◆ Supplied passage
+--
At step 552 a user identity of a human target in the field of view may be determined Step 552 is optional. In one example, step 552 can use facial recognition to correlate the user's face from a received visual image with a reference visual image. In another example, determining the user I.D. can include receiving input from the user identifying their I.D. For example, a user profile may be stored by computer environment 12 and the user may make an on screen selection to identify themselves as corresponding to that user profile. Other examples for determining an I.D. of a user can be used.
To track the user's motion, skeletal mapping of the target's body parts is utilized. At step 556 a body part i resulting from scanning the human target and generating a model at steps 508 and 510 is accessed. At step 558 the position of the body part is calculated in X, Y, Z space to create a three dimensional positional representation of the body part within the field of view of the camera. At step 560 a direction of movement of the body part is calculated, dependent upon the position. The directional movement may have components in any one of or a combination of the X, Y, and Z directions. In step 562 the body part's velocity of movement is determined. At step 564 the body parts acceleration is calculated. At step 566 the curvature of the body parts movement in the X, Y, Z space is determined, for example, to represent non-linear movement within the capture area by the body part. The velocity, acceleration and curvature calculations are not dependent upon the direction. It is noted that steps 558 through 566 are but an example of calculations that may be performed for skeletal mapping of the user's movement. In other embodiments, additional calculations may be performed or less than all of the calculations illustrated in
Once all body parts in the scan have been analyzed as determined at step 570, a motion capture file is generated or updated for the target at step 574. The target recognition analysis and tracking system may render and store a motion capture file that can include one or more motions such as a gesture motion. In one example, the motion capture file is generated in real time based on information associated with the tracked model. For example, in one embodiment the motion capture file may include the vectors including X, Y, and Z values that define the joints and bones of the model as it is being tracked at various points in time. As described above, the model being tracked may be adjusted based on user motions at various points in time and a motion capture file of the model for the motion may be generated and stored. The motion capture file may capture the tracked model during natural movement by the user interacting with the target recognition analysis and tracking system. For example, the motion capture file may be generated such that the motion capture file may naturally capture any movement or motion by the user during interaction with the target recognition analysis and tracking system. The motion capture file may include frames corresponding to, for example, a snapshot of the motion of the user at different points in time. Upon capturing the tracked model, information associated with the model including any movements or adjustment applied thereto at a particular point in time may be rendered in a frame of the motion capture file. The information in the frame may include for example the vectors including the X, Y, and Z values that define the joints and bones of the tracked model and a time stamp that may be indicative of a point in time in which for example the user performed the movement corresponding to the pose of the tracked model.
+--
◆ Information given

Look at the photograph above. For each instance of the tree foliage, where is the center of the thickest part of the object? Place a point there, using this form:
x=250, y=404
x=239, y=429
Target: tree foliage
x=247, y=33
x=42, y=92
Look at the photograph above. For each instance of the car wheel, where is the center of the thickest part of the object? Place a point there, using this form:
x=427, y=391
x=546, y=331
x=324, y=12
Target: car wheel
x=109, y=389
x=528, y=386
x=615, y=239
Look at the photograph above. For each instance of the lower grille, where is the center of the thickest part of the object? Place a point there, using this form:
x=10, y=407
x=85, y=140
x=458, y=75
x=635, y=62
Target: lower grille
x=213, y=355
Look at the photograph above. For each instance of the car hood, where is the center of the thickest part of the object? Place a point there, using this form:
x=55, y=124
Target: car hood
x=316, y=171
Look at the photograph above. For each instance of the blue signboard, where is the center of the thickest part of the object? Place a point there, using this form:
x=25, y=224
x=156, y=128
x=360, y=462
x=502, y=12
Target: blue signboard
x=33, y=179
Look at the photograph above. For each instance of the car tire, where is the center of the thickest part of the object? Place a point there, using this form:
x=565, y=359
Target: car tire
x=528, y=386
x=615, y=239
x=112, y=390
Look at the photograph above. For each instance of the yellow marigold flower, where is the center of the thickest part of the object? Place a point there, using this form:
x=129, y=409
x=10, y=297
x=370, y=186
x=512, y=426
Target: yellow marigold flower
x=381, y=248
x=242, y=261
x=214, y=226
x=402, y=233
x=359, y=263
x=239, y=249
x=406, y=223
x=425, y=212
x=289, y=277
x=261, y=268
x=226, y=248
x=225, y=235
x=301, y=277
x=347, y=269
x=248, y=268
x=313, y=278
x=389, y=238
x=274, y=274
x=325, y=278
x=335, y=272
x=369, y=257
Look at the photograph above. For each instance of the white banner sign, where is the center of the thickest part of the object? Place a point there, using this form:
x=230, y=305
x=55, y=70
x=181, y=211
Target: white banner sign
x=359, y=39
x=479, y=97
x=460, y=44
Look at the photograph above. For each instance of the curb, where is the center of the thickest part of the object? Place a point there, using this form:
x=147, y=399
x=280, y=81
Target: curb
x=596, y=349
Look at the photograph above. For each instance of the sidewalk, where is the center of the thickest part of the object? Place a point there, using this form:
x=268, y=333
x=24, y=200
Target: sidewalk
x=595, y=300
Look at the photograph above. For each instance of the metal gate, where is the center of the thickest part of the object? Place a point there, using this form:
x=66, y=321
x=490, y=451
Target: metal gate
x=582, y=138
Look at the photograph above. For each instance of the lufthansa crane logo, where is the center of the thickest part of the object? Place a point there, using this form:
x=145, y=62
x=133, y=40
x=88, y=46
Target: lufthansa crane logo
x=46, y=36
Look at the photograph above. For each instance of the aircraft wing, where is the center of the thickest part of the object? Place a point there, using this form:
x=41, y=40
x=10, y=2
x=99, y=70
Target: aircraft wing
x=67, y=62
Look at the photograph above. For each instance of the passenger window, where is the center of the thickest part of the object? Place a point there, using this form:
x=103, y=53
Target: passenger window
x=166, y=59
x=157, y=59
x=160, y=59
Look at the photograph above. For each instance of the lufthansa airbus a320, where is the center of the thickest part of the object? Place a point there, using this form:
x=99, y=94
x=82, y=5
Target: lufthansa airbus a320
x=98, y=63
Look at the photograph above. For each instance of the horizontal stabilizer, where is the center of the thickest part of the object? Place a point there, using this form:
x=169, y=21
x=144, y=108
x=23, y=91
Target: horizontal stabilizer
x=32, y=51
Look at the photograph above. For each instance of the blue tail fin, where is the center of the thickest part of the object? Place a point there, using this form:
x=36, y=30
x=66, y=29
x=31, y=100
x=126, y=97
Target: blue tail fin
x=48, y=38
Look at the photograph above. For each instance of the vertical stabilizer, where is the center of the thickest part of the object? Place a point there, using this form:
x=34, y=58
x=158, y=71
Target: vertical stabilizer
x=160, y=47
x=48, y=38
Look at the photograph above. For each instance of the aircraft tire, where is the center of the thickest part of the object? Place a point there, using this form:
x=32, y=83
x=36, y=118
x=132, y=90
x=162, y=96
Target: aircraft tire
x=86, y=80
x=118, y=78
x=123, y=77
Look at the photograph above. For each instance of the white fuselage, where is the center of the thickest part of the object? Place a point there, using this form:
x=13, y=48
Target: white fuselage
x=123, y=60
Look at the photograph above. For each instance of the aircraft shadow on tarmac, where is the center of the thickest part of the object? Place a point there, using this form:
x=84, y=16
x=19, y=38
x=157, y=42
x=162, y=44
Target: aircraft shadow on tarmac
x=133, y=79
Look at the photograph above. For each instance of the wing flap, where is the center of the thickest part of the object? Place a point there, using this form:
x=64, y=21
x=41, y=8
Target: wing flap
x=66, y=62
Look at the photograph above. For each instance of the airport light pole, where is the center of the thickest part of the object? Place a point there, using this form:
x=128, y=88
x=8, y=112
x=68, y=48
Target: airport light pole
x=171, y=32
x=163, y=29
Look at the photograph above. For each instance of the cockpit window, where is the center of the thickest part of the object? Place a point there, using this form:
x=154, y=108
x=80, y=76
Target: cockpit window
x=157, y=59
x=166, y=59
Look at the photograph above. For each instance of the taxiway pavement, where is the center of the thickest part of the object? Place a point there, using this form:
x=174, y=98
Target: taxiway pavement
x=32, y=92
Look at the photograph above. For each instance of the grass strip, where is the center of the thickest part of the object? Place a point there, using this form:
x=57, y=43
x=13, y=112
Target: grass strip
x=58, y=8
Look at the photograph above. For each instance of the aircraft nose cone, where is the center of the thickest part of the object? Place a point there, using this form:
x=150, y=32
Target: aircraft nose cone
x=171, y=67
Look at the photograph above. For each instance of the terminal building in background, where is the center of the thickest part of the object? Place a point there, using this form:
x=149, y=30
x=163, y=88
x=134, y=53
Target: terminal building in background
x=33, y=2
+--
◆ Direction
Decide whether each statement below agrees with the motion-tracking passage. Answer yes or no for each and quote the words of the passage that decide it. 1. Determining the user identity at step 552 is a required step. 2. The velocity, acceleration and curvature calculations depend on the direction of movement. 3. The information in a frame of the motion capture file may include a time stamp.

◆ Task result
1. No: "Step 552 is optional."
2. No: "The velocity, acceleration and curvature calculations are not dependent upon the direction."
3. Yes: "The information in the frame may include for example the vectors including the X, Y, and Z values that define the joints and bones of the tracked model and a time stamp"